▶ _Text section_
Begin

June 2013

So you say you want to work in baseball…

Derrick Hall started out in this business the same way everyone else did – at the bottom.

He was young, eager and willing to do anything, and he did in 1992, throwing himself into his work as an intern with the Class A Vero Beach Dodgers. He stocked shelves. He gave away free car washes to lucky fans who bought the right stamped program. He hammed it up in the stands as a Monty Hall-type entertainer.

He also learned how to deal with people.

“I knew every one of my season ticket holders by name,” Hall recalled. “I knew which ones liked Bud Light and which ones liked frozen lemonade.”

Today, he’s still on a first-name basis with season ticket holders. Sponsors, too. And every front office employee, top to bottom. It’s all part of his job as the president and CEO of the Arizona Diamondbacks, an organization widely regarded as boasting one of the industry’s healthiest work environments.

Hall, addressing a roomful of job seekers on Wednesday in Houston, ticked off his list of criteria when he’s looking to fill a position.

“You have passion,” he said.

And?

“You truly love the game of baseball. You’re a fit for the right reason. And you want to make a career of it.”

It sounds simple, yes. That’s because it is. Hall understands what it takes to work in baseball. He’s been doing it for most of his adult life, as have most industry executives. They do it because they love it.

Sustainability in this game requires skill and know-how, sure, but a genuine appreciation for the game is another vital element. It takes almost no time for the novelty of “Neat, I’m working in baseball” to wear off. A few 80-hour workweeks and modest wages are usually all that’s needed to weed out those who say “Heck, why not, I’ll give it a try, might be fun” and those who will do anything it takes to work in baseball, because it’s all they’ve ever wanted to do, and because they’ll go to whatever lengths necessary just to get the proverbial foot in the door.

I think it’s safe to say if you travel to a far-away place on your own dime in order to get 10 minutes of face-to-face time with a baseball executive without any guarantees that it will lead to future employment, you fall into the latter category.

That’s why if I was in a position to hire someone, I’d begin my search at a baseball-sponsored job fair.

End

▶ _Extracted material_
Begin

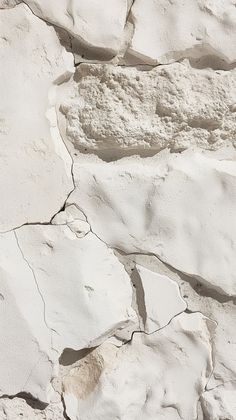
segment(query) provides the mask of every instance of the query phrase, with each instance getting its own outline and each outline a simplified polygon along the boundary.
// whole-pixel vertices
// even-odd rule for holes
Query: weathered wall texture
[[[236,419],[236,1],[0,0],[0,420]]]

End

Restate the passage of the piece on working in baseball, starting with "It sounds simple, yes." and going on through "in the door.", substituting "low salaries" for "modest wages".

It sounds simple, yes. That’s because it is. Hall understands what it takes to work in baseball. He’s been doing it for most of his adult life, as have most industry executives. They do it because they love it.

Sustainability in this game requires skill and know-how, sure, but a genuine appreciation for the game is another vital element. It takes almost no time for the novelty of “Neat, I’m working in baseball” to wear off. A few 80-hour workweeks and low salaries are usually all that’s needed to weed out those who say “Heck, why not, I’ll give it a try, might be fun” and those who will do anything it takes to work in baseball, because it’s all they’ve ever wanted to do, and because they’ll go to whatever lengths necessary just to get the proverbial foot in the door.